Copy the passage of the Czech Christmas Mass text below, starting at "4. Credo (full" and ending at "the newborn Redeemer.".

● **TEXT PROVIDED**:

####

1. Kyrie (full text) – The opening part begins with a well known verse "Hej, mistře, vstaň bystře!" ("Hey Master, get up quickly!"). A young shepherd wakes his master, they both wonder at various unusual phenomena of nature.
2. Gloria (full text) – a hymn to celebrate the birth of Christ
3. Graduale (full text) – Shepherds assemble the people from all the regions and lands. The part ends with an appeal: "K Betlému teď půjdeme, Boha slavit budeme." ("We're going to Bethlehem, to celebrate the God.")
4. Credo (full text) – In the Czech Christmas Mass, Credo describes the preparations for the pilgrimage to Bethlehem.
5. Offertorium (full text) – the gathering over the manger; People offer musical gifts to God and Christ.
6. Sanctus (full text) – the shortest part of the composition, an angelic hymn
7. Benedictus (full text) – This part with a solo soprano in the central role is dedicated to the celebration of the newborn Redeemer.

####

Records from a dataset
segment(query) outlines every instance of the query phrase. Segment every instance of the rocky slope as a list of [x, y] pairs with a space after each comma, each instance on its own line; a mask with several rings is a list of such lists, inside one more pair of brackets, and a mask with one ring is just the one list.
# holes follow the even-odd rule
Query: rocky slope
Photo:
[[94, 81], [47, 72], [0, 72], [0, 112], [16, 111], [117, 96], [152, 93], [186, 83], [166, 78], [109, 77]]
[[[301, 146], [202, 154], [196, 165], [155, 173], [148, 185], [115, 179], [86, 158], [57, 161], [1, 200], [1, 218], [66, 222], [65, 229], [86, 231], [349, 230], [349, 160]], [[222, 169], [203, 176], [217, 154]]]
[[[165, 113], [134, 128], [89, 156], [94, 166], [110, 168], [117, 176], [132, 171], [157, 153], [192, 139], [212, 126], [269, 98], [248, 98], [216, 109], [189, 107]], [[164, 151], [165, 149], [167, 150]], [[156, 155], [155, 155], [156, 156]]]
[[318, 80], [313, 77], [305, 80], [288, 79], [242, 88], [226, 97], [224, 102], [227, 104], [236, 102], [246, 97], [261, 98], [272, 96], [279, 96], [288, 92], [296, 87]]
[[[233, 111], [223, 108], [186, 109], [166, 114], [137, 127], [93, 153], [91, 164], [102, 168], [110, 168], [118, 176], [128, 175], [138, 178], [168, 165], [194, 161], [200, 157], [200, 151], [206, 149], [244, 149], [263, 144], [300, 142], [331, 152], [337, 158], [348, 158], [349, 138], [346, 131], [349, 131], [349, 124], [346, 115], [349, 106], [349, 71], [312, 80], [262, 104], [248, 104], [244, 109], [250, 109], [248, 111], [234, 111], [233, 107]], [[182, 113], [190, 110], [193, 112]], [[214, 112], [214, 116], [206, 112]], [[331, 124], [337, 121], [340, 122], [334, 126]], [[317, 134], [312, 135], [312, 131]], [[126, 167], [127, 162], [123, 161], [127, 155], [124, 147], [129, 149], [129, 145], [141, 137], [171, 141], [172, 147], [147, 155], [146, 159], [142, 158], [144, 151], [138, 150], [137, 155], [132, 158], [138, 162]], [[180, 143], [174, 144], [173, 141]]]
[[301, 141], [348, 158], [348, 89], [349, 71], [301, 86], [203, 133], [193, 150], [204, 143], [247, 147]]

####

● **SOLVED PROBLEM**:
4. Credo (full text) – In the Czech Christmas Mass, Credo describes the preparations for the pilgrimage to Bethlehem.
5. Offertorium (full text) – the gathering over the manger; People offer musical gifts to God and Christ.
6. Sanctus (full text) – the shortest part of the composition, an angelic hymn
7. Benedictus (full text) – This part with a solo soprano in the central role is dedicated to the celebration of the newborn Redeemer.